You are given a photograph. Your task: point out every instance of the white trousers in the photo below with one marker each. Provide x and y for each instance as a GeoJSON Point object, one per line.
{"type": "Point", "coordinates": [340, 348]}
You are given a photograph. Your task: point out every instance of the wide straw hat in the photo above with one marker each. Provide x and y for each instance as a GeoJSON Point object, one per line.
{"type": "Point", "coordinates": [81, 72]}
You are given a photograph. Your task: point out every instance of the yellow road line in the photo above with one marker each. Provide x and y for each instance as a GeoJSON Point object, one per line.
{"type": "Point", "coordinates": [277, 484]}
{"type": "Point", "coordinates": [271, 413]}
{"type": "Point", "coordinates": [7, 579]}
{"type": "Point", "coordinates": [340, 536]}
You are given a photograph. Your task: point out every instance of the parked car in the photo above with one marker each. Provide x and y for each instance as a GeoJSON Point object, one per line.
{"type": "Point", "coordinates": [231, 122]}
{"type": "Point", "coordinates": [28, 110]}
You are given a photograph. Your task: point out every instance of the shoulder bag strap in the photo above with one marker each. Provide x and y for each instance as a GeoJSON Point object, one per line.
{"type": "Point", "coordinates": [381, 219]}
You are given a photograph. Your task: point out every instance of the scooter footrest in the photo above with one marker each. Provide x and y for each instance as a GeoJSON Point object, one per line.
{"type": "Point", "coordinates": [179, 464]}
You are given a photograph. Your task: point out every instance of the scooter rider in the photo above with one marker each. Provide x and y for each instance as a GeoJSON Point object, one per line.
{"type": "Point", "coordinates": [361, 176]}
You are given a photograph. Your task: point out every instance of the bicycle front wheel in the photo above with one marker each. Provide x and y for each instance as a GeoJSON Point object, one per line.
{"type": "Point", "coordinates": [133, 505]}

* * * * *

### EXERCISE DETAILS
Write out the whole listing verbatim.

### TASK OUTPUT
You are given a photograph. Your task: point out every instance of the white trousers in the photo below with one marker each. Provide x and y for each instance as a GeoJSON Point object, one per line.
{"type": "Point", "coordinates": [340, 348]}
You are given a photograph. Your task: point out every instance of the wide straw hat in the photo above with one marker each. Provide x and y for each instance as a GeoJSON Point object, one per line.
{"type": "Point", "coordinates": [81, 72]}
You are given a photograph. Your task: point out every instance of the yellow road line in the photo above with one marker each. Provide x and y for each instance as a GeoJSON Point object, one per line.
{"type": "Point", "coordinates": [277, 484]}
{"type": "Point", "coordinates": [271, 413]}
{"type": "Point", "coordinates": [7, 579]}
{"type": "Point", "coordinates": [340, 536]}
You are given a photograph. Your task: point out every instance of the parked car in the photo above with one marker each. Provide x and y for each instance as a GeoJSON Point object, one per line.
{"type": "Point", "coordinates": [231, 122]}
{"type": "Point", "coordinates": [28, 110]}
You are given a photograph. Your task: point out every instance of the shoulder bag strap in the photo above with one marker each. Provide x and y for each instance as a GeoJSON Point object, one per line.
{"type": "Point", "coordinates": [381, 219]}
You are given a photograph. Your task: point out every instance of the scooter footrest in the photo above with one marker each. Provide x and y for each instance as a GeoJSON Point object, one per line.
{"type": "Point", "coordinates": [179, 464]}
You are given a photograph. Your task: point out every instance of the scooter rider in the photo above with one marker each. Provide x and y for each instance as a GeoJSON Point object, one per line.
{"type": "Point", "coordinates": [361, 176]}
You are given a photograph. Your task: point out every instance of the bicycle front wheel in the photo above with one marker each. Provide x and y for each instance as a GeoJSON Point object, one per line.
{"type": "Point", "coordinates": [133, 505]}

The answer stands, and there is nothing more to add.